## Exercise brief:
Look for the line containing "Note to the" in the listing below. Retype that line and every subsequent line through the last one, and only those.
==== Data to use
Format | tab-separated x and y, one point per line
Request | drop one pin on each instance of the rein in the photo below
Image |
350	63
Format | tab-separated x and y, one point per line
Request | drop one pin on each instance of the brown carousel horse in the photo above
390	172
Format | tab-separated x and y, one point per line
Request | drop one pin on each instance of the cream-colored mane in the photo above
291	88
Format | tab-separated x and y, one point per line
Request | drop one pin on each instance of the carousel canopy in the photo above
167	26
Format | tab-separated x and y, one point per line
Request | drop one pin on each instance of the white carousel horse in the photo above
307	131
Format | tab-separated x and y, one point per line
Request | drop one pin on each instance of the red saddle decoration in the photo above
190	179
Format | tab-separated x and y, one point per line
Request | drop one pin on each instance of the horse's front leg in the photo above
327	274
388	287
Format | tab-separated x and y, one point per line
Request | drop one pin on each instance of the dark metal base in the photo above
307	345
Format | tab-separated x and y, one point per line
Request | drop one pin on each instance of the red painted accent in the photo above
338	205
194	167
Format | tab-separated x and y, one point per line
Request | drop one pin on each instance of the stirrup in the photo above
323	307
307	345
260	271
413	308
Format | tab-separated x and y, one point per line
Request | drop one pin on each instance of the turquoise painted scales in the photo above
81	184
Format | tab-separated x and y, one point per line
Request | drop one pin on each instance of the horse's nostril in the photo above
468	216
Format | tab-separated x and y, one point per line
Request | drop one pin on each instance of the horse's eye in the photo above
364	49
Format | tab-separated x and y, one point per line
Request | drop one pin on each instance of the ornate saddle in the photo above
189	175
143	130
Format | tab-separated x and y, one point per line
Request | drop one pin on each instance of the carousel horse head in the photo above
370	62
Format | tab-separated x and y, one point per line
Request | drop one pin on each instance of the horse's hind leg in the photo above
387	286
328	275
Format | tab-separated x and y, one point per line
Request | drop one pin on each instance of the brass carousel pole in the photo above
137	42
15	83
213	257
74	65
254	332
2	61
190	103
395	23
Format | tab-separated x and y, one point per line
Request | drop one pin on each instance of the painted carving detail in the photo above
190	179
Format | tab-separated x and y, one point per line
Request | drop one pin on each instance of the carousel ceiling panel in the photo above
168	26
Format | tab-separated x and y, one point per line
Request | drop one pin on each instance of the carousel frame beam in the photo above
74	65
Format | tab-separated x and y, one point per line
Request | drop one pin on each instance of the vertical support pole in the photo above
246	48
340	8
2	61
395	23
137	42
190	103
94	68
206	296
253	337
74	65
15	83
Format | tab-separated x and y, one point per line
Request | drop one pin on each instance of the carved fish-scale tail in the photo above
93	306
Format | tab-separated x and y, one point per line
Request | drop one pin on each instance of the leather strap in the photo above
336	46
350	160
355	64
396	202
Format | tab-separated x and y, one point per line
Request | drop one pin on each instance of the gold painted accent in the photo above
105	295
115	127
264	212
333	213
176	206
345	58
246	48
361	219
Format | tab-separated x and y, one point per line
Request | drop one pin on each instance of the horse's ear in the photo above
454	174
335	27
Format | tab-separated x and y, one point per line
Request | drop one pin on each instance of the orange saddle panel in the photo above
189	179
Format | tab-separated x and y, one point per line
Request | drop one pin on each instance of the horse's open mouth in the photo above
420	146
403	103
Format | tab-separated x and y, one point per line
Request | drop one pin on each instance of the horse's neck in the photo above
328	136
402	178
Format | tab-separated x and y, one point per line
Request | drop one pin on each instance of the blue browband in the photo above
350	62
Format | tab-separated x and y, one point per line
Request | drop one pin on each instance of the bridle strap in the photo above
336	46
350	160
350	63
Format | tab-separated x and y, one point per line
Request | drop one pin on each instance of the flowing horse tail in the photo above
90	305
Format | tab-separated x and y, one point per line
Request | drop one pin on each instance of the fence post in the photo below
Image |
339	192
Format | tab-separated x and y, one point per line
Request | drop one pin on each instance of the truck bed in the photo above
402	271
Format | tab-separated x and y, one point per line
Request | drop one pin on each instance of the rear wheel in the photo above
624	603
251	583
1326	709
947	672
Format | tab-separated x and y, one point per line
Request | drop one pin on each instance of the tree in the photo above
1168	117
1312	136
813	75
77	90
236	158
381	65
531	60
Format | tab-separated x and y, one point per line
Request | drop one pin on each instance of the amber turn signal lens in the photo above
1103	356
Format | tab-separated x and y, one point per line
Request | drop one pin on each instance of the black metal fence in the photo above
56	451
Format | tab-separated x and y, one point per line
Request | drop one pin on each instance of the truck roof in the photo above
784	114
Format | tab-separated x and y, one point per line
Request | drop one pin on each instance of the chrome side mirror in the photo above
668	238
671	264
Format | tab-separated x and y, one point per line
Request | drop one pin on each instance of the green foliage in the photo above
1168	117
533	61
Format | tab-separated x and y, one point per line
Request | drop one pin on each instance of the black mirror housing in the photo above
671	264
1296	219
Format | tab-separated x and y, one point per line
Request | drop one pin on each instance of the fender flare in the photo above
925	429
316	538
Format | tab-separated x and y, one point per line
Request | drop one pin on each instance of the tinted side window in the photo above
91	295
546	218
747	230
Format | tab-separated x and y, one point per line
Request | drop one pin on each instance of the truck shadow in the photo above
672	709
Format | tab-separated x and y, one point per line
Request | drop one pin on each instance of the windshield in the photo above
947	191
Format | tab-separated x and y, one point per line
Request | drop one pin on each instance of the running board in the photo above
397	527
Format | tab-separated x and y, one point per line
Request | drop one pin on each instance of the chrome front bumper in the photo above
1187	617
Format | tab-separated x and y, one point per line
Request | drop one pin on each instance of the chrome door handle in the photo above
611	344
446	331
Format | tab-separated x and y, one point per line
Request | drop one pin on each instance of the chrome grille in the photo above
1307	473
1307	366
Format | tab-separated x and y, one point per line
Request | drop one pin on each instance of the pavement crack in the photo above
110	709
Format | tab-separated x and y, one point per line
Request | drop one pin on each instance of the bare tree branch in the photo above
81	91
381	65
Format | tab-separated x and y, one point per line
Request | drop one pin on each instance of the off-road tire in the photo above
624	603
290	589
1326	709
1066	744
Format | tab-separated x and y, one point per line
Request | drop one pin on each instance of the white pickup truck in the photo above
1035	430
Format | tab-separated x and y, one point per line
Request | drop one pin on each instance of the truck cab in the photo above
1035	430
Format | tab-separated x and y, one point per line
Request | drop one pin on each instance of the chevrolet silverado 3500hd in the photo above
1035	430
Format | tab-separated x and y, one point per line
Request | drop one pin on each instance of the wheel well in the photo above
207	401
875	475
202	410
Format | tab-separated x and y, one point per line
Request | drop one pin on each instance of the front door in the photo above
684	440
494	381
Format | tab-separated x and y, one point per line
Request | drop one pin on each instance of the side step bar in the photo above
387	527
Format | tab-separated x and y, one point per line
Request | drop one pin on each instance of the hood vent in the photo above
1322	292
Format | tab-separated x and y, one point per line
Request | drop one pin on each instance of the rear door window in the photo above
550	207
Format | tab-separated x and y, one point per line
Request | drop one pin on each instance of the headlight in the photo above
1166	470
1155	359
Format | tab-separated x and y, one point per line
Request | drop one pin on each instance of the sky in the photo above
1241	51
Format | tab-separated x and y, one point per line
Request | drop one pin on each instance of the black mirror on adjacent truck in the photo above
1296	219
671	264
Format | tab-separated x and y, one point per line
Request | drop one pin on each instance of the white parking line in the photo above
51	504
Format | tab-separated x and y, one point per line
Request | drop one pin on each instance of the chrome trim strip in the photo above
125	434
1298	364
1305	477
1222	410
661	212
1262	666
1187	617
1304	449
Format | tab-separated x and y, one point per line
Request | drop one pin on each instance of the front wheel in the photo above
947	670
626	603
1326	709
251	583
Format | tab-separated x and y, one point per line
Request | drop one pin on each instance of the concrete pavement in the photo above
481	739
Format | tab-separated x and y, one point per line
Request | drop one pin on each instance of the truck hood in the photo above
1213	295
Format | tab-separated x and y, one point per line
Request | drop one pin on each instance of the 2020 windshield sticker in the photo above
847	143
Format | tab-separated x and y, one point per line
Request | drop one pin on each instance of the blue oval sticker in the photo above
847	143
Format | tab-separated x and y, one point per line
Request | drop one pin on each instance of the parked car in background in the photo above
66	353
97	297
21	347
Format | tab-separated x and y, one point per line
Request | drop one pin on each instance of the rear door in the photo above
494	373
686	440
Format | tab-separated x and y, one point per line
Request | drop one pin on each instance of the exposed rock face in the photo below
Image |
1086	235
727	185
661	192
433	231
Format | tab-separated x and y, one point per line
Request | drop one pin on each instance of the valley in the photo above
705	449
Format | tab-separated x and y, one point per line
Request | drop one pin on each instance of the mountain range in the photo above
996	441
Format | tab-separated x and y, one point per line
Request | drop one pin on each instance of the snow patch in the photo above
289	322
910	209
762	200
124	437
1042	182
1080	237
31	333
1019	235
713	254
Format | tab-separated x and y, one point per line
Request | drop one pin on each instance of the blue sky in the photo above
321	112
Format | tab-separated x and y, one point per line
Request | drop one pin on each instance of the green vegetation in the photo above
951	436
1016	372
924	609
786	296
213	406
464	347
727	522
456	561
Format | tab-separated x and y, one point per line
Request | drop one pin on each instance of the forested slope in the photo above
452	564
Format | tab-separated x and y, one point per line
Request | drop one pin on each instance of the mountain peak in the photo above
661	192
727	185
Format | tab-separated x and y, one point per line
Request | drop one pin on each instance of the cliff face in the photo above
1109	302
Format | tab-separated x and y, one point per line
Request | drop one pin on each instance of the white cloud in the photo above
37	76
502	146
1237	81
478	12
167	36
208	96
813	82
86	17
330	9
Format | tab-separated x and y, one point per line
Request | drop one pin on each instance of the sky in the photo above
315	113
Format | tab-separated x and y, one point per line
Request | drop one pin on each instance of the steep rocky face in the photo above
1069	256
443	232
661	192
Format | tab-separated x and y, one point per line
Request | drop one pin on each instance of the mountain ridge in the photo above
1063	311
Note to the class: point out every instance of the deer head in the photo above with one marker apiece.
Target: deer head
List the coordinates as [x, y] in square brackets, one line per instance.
========
## Written answer:
Note to the class: point out every instance of the deer head in the photo above with one marker apiece.
Target: deer head
List the coordinates as [x, y] in square brackets, one line per instance.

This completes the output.